**What you should do**
Can you reproduce the data below, beginning at the line that has "target = white interior door" and continuing through the end, with the requests included and every coordinate in the answers offset by 6? Leave out the pictures.

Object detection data
— BEGIN —

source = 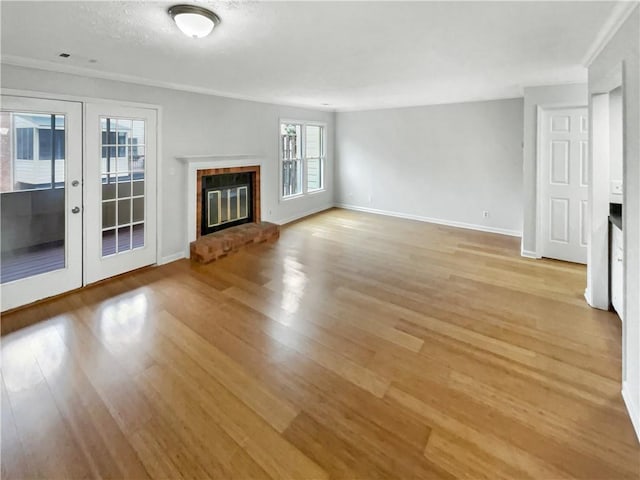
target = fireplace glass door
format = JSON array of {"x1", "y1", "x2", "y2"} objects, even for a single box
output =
[
  {"x1": 200, "y1": 172, "x2": 254, "y2": 235},
  {"x1": 207, "y1": 186, "x2": 249, "y2": 228}
]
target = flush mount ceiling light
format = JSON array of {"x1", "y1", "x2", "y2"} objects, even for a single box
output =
[{"x1": 169, "y1": 5, "x2": 220, "y2": 38}]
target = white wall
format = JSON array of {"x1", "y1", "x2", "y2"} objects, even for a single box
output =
[
  {"x1": 522, "y1": 84, "x2": 588, "y2": 256},
  {"x1": 609, "y1": 87, "x2": 623, "y2": 203},
  {"x1": 1, "y1": 65, "x2": 335, "y2": 257},
  {"x1": 589, "y1": 7, "x2": 640, "y2": 438},
  {"x1": 335, "y1": 98, "x2": 523, "y2": 235}
]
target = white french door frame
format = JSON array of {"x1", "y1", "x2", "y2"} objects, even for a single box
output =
[
  {"x1": 535, "y1": 103, "x2": 591, "y2": 258},
  {"x1": 83, "y1": 102, "x2": 159, "y2": 285},
  {"x1": 0, "y1": 88, "x2": 165, "y2": 286}
]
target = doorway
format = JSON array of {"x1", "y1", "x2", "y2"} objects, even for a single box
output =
[
  {"x1": 0, "y1": 95, "x2": 157, "y2": 311},
  {"x1": 538, "y1": 107, "x2": 589, "y2": 264},
  {"x1": 0, "y1": 96, "x2": 82, "y2": 311}
]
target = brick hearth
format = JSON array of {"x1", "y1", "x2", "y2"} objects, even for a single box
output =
[{"x1": 190, "y1": 222, "x2": 280, "y2": 263}]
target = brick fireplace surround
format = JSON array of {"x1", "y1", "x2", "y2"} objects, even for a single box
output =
[
  {"x1": 189, "y1": 165, "x2": 280, "y2": 263},
  {"x1": 196, "y1": 165, "x2": 262, "y2": 238}
]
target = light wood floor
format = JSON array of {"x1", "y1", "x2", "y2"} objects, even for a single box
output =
[{"x1": 2, "y1": 210, "x2": 640, "y2": 479}]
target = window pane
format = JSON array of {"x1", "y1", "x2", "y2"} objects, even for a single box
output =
[
  {"x1": 280, "y1": 123, "x2": 302, "y2": 160},
  {"x1": 0, "y1": 112, "x2": 67, "y2": 283},
  {"x1": 307, "y1": 158, "x2": 322, "y2": 191},
  {"x1": 118, "y1": 199, "x2": 131, "y2": 225},
  {"x1": 129, "y1": 120, "x2": 144, "y2": 145},
  {"x1": 282, "y1": 160, "x2": 302, "y2": 197},
  {"x1": 54, "y1": 119, "x2": 66, "y2": 188},
  {"x1": 118, "y1": 227, "x2": 131, "y2": 252},
  {"x1": 102, "y1": 230, "x2": 116, "y2": 257},
  {"x1": 102, "y1": 202, "x2": 116, "y2": 228},
  {"x1": 133, "y1": 197, "x2": 144, "y2": 222},
  {"x1": 133, "y1": 223, "x2": 144, "y2": 248},
  {"x1": 305, "y1": 125, "x2": 322, "y2": 158}
]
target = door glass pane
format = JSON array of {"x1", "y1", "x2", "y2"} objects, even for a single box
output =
[
  {"x1": 118, "y1": 227, "x2": 131, "y2": 253},
  {"x1": 102, "y1": 229, "x2": 116, "y2": 257},
  {"x1": 100, "y1": 117, "x2": 145, "y2": 256},
  {"x1": 132, "y1": 223, "x2": 144, "y2": 248},
  {"x1": 0, "y1": 111, "x2": 66, "y2": 283}
]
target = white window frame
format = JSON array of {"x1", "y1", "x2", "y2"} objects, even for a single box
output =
[{"x1": 278, "y1": 118, "x2": 327, "y2": 202}]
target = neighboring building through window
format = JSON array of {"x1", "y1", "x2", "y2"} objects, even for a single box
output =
[{"x1": 280, "y1": 121, "x2": 326, "y2": 198}]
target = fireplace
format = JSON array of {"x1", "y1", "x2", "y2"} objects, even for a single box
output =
[
  {"x1": 196, "y1": 165, "x2": 260, "y2": 237},
  {"x1": 200, "y1": 172, "x2": 254, "y2": 235}
]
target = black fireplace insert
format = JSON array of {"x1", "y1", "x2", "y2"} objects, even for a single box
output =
[{"x1": 200, "y1": 172, "x2": 254, "y2": 235}]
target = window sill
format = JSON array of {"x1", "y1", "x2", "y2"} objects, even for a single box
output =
[
  {"x1": 280, "y1": 188, "x2": 327, "y2": 202},
  {"x1": 280, "y1": 193, "x2": 305, "y2": 202}
]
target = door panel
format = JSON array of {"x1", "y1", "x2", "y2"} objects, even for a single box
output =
[
  {"x1": 549, "y1": 198, "x2": 569, "y2": 243},
  {"x1": 539, "y1": 108, "x2": 589, "y2": 263},
  {"x1": 0, "y1": 95, "x2": 82, "y2": 311},
  {"x1": 85, "y1": 103, "x2": 156, "y2": 283}
]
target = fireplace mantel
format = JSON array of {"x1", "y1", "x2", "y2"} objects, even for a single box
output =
[{"x1": 176, "y1": 155, "x2": 264, "y2": 258}]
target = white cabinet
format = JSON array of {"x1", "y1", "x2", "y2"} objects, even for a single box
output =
[{"x1": 611, "y1": 224, "x2": 624, "y2": 320}]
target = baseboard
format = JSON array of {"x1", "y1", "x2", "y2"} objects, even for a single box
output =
[
  {"x1": 335, "y1": 203, "x2": 522, "y2": 237},
  {"x1": 273, "y1": 204, "x2": 333, "y2": 225},
  {"x1": 158, "y1": 252, "x2": 184, "y2": 265},
  {"x1": 622, "y1": 382, "x2": 640, "y2": 442}
]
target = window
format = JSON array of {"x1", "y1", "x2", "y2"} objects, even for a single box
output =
[
  {"x1": 280, "y1": 122, "x2": 325, "y2": 198},
  {"x1": 16, "y1": 128, "x2": 35, "y2": 160}
]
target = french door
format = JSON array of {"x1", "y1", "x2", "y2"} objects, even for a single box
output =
[
  {"x1": 0, "y1": 95, "x2": 157, "y2": 311},
  {"x1": 0, "y1": 95, "x2": 82, "y2": 311},
  {"x1": 84, "y1": 103, "x2": 157, "y2": 284}
]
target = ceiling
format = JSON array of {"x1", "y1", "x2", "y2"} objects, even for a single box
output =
[{"x1": 1, "y1": 1, "x2": 616, "y2": 110}]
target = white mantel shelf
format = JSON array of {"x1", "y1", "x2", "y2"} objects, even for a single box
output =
[
  {"x1": 180, "y1": 154, "x2": 265, "y2": 258},
  {"x1": 176, "y1": 154, "x2": 262, "y2": 165}
]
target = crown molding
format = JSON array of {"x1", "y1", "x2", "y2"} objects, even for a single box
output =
[
  {"x1": 582, "y1": 0, "x2": 640, "y2": 68},
  {"x1": 0, "y1": 55, "x2": 334, "y2": 112}
]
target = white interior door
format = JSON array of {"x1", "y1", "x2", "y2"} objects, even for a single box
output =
[
  {"x1": 539, "y1": 108, "x2": 589, "y2": 263},
  {"x1": 84, "y1": 103, "x2": 157, "y2": 284},
  {"x1": 0, "y1": 95, "x2": 82, "y2": 311}
]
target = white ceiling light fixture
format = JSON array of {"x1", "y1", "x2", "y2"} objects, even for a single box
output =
[{"x1": 169, "y1": 5, "x2": 220, "y2": 38}]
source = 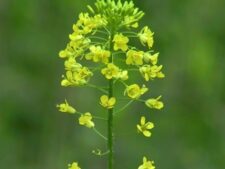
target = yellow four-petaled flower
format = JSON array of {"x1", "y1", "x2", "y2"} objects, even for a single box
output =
[
  {"x1": 137, "y1": 116, "x2": 154, "y2": 137},
  {"x1": 68, "y1": 162, "x2": 81, "y2": 169},
  {"x1": 124, "y1": 84, "x2": 148, "y2": 99},
  {"x1": 79, "y1": 112, "x2": 95, "y2": 128},
  {"x1": 56, "y1": 100, "x2": 76, "y2": 114},
  {"x1": 145, "y1": 96, "x2": 164, "y2": 109},
  {"x1": 100, "y1": 95, "x2": 116, "y2": 109},
  {"x1": 138, "y1": 157, "x2": 155, "y2": 169},
  {"x1": 113, "y1": 33, "x2": 129, "y2": 52}
]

— END —

**Answer for the task**
target = white interior door
format = JSON array of {"x1", "y1", "x2", "y2"} objects, even for a single box
output =
[
  {"x1": 545, "y1": 114, "x2": 595, "y2": 269},
  {"x1": 90, "y1": 109, "x2": 163, "y2": 290},
  {"x1": 6, "y1": 101, "x2": 88, "y2": 317}
]
target = white ceiling light fixture
format = JSON array of {"x1", "y1", "x2", "y2"} objects, even for a single box
output =
[{"x1": 175, "y1": 11, "x2": 226, "y2": 44}]
source = 
target = yellow four-petaled flower
format = JSON array of {"x1", "y1", "x2", "y2"} objects, even for a single box
output =
[
  {"x1": 143, "y1": 122, "x2": 160, "y2": 143},
  {"x1": 74, "y1": 168, "x2": 87, "y2": 175},
  {"x1": 130, "y1": 90, "x2": 154, "y2": 105},
  {"x1": 85, "y1": 118, "x2": 101, "y2": 134},
  {"x1": 62, "y1": 106, "x2": 82, "y2": 120},
  {"x1": 151, "y1": 102, "x2": 170, "y2": 115},
  {"x1": 106, "y1": 101, "x2": 122, "y2": 115},
  {"x1": 144, "y1": 163, "x2": 161, "y2": 175},
  {"x1": 119, "y1": 39, "x2": 135, "y2": 58}
]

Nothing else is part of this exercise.